**PROBLEMS AND TASKS**
1: From the camping packing list, name every item that comes with a condition introduced by "if" or "If".
2: According to the camping packing list, why should a compass and map be packed along with a portable GPS?
3: Pick up the camping packing list after its final entry and keep it going.

**TEXT FOR ANALYSIS**
If you will be visiting many locations or intend to go on a hike during the day, it is vital to bring equipment that can assist you and guarantee a safe journey. Here is what to bring:
- Portable GPS
- Compass and map (It is a good back-up for the GPS)
- Chargers (If you will be traveling near any charging stations. However, before you depart, ensure that all of your gadgets are fully charged.)
- Maps or a guidebook
- Pen or pencil
- Two-way radios (If you will be in a larger group)
- Flashlights or headlamps (And extra batteries)
- Travel lantern
Here is what you will need to sleep as safely and comfortably as possible:
- Tent (Be double sure you have all the necessary poles and stakes)
- Mallet (For securing the stakes in the ground, if you are car camping)
- Sunshade or tarp
- Sleeping bags
- Sleeping pads or a light air mattress
- Travel pillows
- Folding chairs and table (if car camping)
- Pocket knife for any quick cutting needs
Camping is about spending quality time with your family and friends without the usual high-tech diversions getting in the way. Using these ideas, you can make the most of your experience:
- Travel-sized board games
- Playing cards
- Fishing gear (Poles, reels, line, lures, tackle, and so on)

[Data entries]
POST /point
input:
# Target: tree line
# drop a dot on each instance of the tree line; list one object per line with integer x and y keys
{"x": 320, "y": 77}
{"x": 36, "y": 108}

**EXPECTED OUTPUTS**
1:
- Chargers
- Two-way radios
- Mallet
- Folding chairs and table

2: The list says a compass and map are a good back-up for the GPS.

3:
- Kayaking gear (paddles, Life jackets, and repair kit)
- Bikes (Do not forget locks!)
- S’mores ingredients (You did not think we would let one go camping without the most essential outdoor treat, did you?)
This is a thorough list, and you may certainly get by without some of it — it simply depends on the sort of trip you are planning. For example, if you intend on walking most of the days with a tent set up in various locations each night, leave the board games at home and stock up on hiking supplies instead. If you are staying in one place, put the bikes on the rack and bring along as many games as possible for a lot of fun overnights in nature.